● **DESCRIPTION OF THE TASK**
Reproduce the entries that follow, exactly and in full.

Saved data entries:
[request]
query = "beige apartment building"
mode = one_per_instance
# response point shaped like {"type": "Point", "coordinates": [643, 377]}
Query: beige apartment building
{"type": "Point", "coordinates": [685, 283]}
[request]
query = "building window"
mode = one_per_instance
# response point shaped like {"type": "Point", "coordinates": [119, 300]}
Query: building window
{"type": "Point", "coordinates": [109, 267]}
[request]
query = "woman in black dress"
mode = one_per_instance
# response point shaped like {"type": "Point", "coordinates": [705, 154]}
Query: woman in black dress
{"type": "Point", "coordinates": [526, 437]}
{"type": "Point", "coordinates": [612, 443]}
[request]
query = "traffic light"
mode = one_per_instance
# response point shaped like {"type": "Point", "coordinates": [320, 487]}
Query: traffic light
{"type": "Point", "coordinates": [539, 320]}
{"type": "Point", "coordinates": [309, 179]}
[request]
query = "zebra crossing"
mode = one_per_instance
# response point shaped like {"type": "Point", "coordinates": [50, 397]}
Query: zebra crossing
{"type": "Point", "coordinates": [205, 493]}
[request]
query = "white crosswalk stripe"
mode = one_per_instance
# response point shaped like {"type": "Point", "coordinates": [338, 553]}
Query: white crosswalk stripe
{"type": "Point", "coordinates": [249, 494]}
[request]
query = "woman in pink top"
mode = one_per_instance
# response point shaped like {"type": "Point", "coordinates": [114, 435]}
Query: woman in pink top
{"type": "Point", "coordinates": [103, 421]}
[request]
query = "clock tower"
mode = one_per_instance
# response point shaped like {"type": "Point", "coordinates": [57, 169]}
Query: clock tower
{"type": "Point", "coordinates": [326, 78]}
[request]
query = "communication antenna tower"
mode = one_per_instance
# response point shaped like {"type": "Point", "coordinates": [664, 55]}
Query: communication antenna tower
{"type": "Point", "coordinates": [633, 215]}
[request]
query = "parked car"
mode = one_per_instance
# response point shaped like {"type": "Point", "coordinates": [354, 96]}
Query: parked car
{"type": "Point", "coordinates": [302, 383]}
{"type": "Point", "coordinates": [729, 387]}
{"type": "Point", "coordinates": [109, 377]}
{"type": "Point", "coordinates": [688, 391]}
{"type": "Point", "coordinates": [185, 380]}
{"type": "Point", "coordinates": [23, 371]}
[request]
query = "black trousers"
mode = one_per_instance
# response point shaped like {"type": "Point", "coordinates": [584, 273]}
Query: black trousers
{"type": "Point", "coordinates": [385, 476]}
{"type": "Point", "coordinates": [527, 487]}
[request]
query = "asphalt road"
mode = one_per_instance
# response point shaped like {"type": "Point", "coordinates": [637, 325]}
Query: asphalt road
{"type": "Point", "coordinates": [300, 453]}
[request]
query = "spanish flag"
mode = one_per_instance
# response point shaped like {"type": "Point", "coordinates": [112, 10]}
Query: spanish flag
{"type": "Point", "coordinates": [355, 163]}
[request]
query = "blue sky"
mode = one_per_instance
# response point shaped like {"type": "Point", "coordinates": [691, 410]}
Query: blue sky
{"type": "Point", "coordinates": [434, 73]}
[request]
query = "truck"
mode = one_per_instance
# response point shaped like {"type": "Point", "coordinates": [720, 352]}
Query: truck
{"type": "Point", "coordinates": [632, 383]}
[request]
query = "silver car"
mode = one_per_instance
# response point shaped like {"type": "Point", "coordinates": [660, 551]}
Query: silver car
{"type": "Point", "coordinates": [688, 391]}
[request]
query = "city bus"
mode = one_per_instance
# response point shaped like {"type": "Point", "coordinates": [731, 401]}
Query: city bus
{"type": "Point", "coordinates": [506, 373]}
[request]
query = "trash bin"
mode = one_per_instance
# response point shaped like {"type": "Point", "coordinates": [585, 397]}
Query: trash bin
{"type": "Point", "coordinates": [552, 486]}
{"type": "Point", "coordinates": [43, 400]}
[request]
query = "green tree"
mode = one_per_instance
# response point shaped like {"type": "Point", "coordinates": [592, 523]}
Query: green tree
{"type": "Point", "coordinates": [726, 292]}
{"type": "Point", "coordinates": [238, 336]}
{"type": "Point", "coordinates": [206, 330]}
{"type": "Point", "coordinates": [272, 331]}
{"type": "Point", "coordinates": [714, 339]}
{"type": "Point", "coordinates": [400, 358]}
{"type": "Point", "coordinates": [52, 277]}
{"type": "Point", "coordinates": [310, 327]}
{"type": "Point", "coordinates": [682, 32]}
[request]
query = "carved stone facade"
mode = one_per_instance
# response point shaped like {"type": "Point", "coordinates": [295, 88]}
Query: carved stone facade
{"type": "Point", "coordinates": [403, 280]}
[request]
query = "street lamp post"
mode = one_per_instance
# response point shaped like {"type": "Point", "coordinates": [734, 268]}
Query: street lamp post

● **COMPLETED EXERCISE**
[request]
query = "beige apartment building"
mode = one_per_instance
# response point shaped like {"type": "Point", "coordinates": [643, 377]}
Query: beige apartment building
{"type": "Point", "coordinates": [685, 283]}
[request]
query = "building window"
mode = one_per_instance
# response point shaped like {"type": "Point", "coordinates": [119, 300]}
Query: building window
{"type": "Point", "coordinates": [109, 267]}
[request]
query = "woman in black dress"
mode = one_per_instance
# response point shaped like {"type": "Point", "coordinates": [705, 154]}
Query: woman in black dress
{"type": "Point", "coordinates": [526, 437]}
{"type": "Point", "coordinates": [612, 443]}
[request]
query = "traffic light"
mode = one_per_instance
# response point shaped like {"type": "Point", "coordinates": [320, 487]}
Query: traffic light
{"type": "Point", "coordinates": [539, 320]}
{"type": "Point", "coordinates": [309, 179]}
[request]
query = "zebra crossing"
mode = one_per_instance
# response point shaped like {"type": "Point", "coordinates": [50, 397]}
Query: zebra crossing
{"type": "Point", "coordinates": [205, 493]}
[request]
query = "white crosswalk stripe"
mode = one_per_instance
# response point shaped like {"type": "Point", "coordinates": [338, 553]}
Query: white crosswalk stripe
{"type": "Point", "coordinates": [249, 494]}
[request]
query = "woman in pink top"
mode = one_per_instance
# response point shaped like {"type": "Point", "coordinates": [114, 435]}
Query: woman in pink top
{"type": "Point", "coordinates": [103, 421]}
[request]
query = "clock tower"
mode = one_per_instance
# response point shaped like {"type": "Point", "coordinates": [57, 169]}
Query: clock tower
{"type": "Point", "coordinates": [326, 78]}
[request]
query = "communication antenna tower"
mode = one_per_instance
# response point shaped like {"type": "Point", "coordinates": [664, 55]}
Query: communication antenna tower
{"type": "Point", "coordinates": [633, 215]}
[request]
query = "parked car"
mode = one_per_instance
# response point shaped like {"type": "Point", "coordinates": [354, 96]}
Query: parked car
{"type": "Point", "coordinates": [302, 383]}
{"type": "Point", "coordinates": [729, 387]}
{"type": "Point", "coordinates": [109, 377]}
{"type": "Point", "coordinates": [688, 391]}
{"type": "Point", "coordinates": [185, 380]}
{"type": "Point", "coordinates": [23, 371]}
[request]
query = "black trousers"
mode = one_per_instance
# response point shaped like {"type": "Point", "coordinates": [584, 273]}
Query: black trousers
{"type": "Point", "coordinates": [385, 476]}
{"type": "Point", "coordinates": [527, 487]}
[request]
query = "asphalt road"
mode = one_per_instance
# response point shaped like {"type": "Point", "coordinates": [637, 325]}
Query: asphalt road
{"type": "Point", "coordinates": [300, 453]}
[request]
query = "spanish flag"
mode = one_per_instance
# response point shaped like {"type": "Point", "coordinates": [112, 10]}
Query: spanish flag
{"type": "Point", "coordinates": [355, 163]}
[request]
query = "blue sky"
mode = one_per_instance
# response point shaped like {"type": "Point", "coordinates": [691, 410]}
Query: blue sky
{"type": "Point", "coordinates": [434, 73]}
[request]
query = "truck"
mode = one_per_instance
# response point shaped like {"type": "Point", "coordinates": [720, 352]}
Query: truck
{"type": "Point", "coordinates": [632, 383]}
[request]
query = "silver car"
mode = one_per_instance
# response point shaped like {"type": "Point", "coordinates": [660, 551]}
Query: silver car
{"type": "Point", "coordinates": [688, 391]}
[request]
query = "city bus"
mode = one_per_instance
# response point shaped like {"type": "Point", "coordinates": [731, 401]}
Query: city bus
{"type": "Point", "coordinates": [506, 373]}
[request]
query = "trash bin"
mode = one_per_instance
# response point shaped like {"type": "Point", "coordinates": [585, 397]}
Query: trash bin
{"type": "Point", "coordinates": [552, 486]}
{"type": "Point", "coordinates": [43, 400]}
[request]
query = "green tree"
mode = one_per_instance
# response point shaped like {"type": "Point", "coordinates": [592, 523]}
Query: green tree
{"type": "Point", "coordinates": [726, 292]}
{"type": "Point", "coordinates": [238, 336]}
{"type": "Point", "coordinates": [206, 330]}
{"type": "Point", "coordinates": [272, 331]}
{"type": "Point", "coordinates": [714, 339]}
{"type": "Point", "coordinates": [400, 358]}
{"type": "Point", "coordinates": [52, 277]}
{"type": "Point", "coordinates": [310, 327]}
{"type": "Point", "coordinates": [682, 32]}
[request]
query = "carved stone facade"
mode = one_per_instance
# response point shaped like {"type": "Point", "coordinates": [295, 88]}
Query: carved stone facade
{"type": "Point", "coordinates": [403, 280]}
[request]
query = "street lamp post"
mode = one_per_instance
# response point shaped like {"type": "Point", "coordinates": [734, 268]}
Query: street lamp post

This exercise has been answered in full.